**Given exercise:** Copy out the entries word for word, from the line that contains "In the photo above, where can the yellow calla" through the line that contains "point(132, 43)", and nothing else.

================

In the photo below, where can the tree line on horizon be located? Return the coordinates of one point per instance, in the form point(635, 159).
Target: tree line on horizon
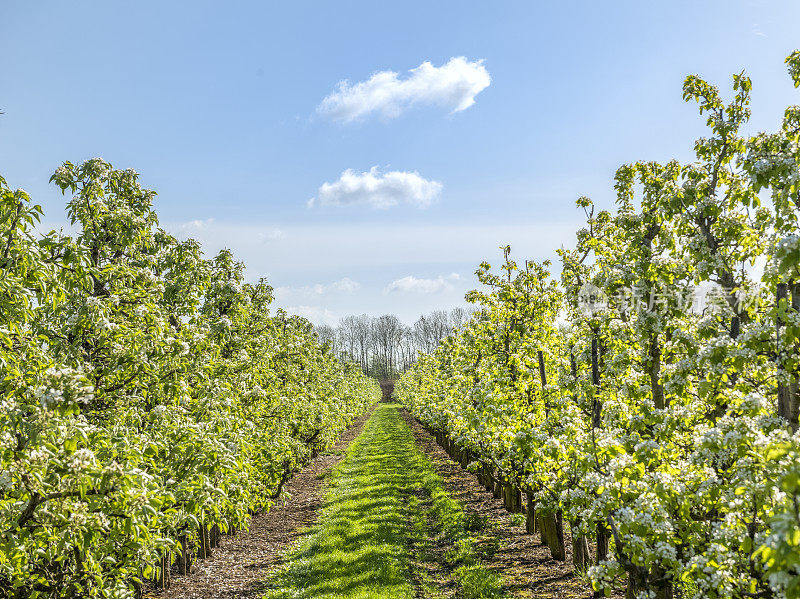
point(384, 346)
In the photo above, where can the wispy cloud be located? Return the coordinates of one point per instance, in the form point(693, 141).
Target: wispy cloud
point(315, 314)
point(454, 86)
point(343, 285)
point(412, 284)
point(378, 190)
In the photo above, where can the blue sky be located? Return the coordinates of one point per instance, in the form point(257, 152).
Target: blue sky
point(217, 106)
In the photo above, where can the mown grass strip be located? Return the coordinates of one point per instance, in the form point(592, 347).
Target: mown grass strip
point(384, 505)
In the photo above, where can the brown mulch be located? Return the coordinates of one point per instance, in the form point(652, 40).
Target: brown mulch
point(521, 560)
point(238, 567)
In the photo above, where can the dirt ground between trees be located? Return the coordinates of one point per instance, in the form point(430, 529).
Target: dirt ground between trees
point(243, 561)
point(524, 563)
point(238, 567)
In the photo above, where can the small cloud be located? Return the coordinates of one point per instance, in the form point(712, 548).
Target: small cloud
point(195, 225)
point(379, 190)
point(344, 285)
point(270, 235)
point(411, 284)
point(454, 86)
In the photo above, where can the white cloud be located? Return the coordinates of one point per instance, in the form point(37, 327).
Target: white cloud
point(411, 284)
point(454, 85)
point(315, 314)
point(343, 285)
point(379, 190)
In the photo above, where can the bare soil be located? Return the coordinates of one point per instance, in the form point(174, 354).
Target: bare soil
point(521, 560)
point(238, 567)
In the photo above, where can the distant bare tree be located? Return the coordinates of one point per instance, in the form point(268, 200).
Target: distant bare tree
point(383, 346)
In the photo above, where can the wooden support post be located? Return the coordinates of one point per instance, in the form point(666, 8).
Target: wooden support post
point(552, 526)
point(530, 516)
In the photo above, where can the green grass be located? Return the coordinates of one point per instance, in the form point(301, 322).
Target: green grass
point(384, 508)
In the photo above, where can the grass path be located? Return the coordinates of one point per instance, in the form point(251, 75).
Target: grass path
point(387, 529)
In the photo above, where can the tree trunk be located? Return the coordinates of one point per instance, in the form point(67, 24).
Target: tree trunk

================

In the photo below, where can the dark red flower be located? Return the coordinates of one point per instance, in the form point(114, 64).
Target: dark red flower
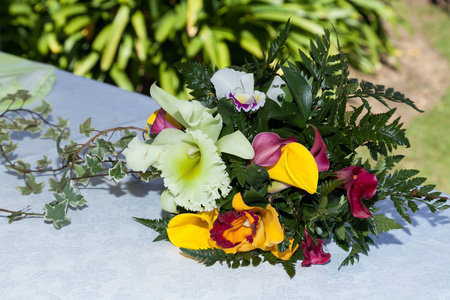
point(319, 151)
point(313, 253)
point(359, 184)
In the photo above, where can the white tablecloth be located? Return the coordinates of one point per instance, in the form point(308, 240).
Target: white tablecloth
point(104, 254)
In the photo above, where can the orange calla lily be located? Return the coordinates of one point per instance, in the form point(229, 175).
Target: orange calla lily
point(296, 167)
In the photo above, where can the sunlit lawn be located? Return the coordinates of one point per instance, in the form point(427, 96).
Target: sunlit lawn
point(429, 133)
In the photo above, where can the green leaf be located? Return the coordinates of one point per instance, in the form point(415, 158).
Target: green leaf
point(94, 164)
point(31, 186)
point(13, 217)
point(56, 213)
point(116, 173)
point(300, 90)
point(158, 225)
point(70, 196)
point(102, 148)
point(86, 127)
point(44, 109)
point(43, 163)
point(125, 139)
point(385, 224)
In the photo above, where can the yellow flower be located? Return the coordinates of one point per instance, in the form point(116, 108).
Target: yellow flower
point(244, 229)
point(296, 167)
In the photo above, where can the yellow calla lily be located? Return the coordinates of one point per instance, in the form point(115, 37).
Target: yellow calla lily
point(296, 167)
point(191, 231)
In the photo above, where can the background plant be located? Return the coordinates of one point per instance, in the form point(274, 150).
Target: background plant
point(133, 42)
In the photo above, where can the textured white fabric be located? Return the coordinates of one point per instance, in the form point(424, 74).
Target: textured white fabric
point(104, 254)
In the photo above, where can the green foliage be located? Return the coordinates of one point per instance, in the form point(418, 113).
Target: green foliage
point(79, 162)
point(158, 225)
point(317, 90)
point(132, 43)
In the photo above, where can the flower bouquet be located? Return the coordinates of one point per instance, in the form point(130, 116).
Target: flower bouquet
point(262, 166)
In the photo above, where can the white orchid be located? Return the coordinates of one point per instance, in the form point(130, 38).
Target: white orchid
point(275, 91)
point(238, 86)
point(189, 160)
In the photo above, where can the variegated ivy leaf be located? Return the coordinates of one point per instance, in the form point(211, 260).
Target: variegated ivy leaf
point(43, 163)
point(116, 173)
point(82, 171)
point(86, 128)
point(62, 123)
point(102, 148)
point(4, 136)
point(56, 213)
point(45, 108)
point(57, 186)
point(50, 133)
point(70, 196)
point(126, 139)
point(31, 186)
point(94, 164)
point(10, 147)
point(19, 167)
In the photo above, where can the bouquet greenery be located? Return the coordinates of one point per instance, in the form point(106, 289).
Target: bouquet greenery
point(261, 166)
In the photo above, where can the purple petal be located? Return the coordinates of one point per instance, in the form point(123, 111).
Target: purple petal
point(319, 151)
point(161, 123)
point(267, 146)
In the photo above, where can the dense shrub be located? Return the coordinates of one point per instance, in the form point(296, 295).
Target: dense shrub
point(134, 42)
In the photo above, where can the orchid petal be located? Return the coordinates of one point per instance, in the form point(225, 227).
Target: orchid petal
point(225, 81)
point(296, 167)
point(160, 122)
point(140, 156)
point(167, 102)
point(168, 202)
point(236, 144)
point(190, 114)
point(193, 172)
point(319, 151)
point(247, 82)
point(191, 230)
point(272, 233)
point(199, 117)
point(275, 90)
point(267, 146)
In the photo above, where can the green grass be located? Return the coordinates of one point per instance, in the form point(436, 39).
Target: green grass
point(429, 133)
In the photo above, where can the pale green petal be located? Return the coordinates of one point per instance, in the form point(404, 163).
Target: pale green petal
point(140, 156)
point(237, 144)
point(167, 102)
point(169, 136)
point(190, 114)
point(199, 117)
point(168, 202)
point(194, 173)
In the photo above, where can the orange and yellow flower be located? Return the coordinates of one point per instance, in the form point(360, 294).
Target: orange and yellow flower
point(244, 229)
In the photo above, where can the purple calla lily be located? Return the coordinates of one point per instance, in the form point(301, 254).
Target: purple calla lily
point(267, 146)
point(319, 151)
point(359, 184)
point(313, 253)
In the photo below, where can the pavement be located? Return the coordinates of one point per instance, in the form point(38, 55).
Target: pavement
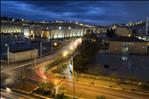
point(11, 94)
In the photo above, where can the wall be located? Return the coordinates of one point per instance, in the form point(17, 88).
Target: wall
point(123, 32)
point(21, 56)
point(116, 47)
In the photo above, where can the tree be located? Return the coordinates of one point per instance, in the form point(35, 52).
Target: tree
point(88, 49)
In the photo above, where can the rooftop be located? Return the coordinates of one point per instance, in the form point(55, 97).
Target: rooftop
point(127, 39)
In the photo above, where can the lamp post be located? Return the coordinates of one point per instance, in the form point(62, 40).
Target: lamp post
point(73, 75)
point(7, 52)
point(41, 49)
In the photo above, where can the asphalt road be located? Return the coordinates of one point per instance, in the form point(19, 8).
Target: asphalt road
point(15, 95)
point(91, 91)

================

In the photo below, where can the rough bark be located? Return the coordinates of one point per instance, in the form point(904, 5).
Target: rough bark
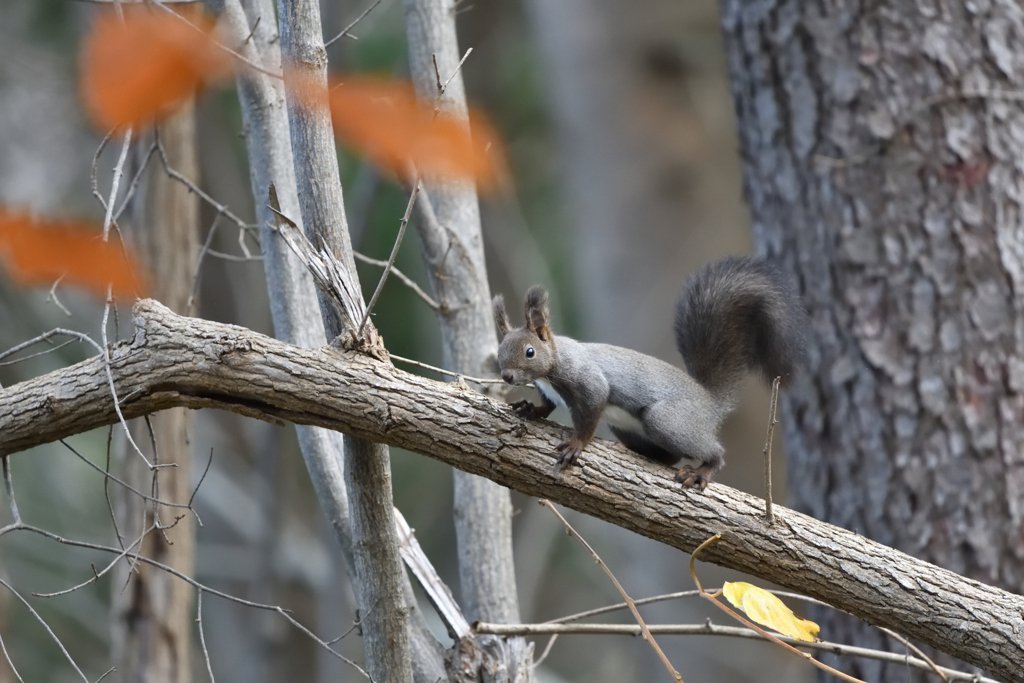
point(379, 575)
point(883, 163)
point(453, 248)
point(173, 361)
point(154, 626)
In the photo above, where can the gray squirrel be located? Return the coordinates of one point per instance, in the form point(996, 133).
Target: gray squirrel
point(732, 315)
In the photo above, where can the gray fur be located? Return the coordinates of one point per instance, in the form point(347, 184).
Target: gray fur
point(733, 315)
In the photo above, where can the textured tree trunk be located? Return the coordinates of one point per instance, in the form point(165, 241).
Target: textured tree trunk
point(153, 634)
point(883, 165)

================

**Result of the exercise:**
In the photo above, where can the yellow calla lily be located? Return the coordinates of one point per instance, in the form point(115, 37).
Target: yellow calla lily
point(296, 167)
point(191, 231)
In the photo above, where can the background plant be located? Return the coordinates of one point per instance, in the form point(274, 150).
Target: background plant
point(133, 42)
In the photo above, where can the textured white fabric be located? Return the coordinates of one point per instance, in the form point(424, 74).
Target: textured white fabric
point(104, 254)
In the photo above, where can the green foliage be located? Return the coordinates of one point per instance, in the form point(418, 113).
Target: green foliage
point(79, 162)
point(158, 225)
point(317, 90)
point(132, 43)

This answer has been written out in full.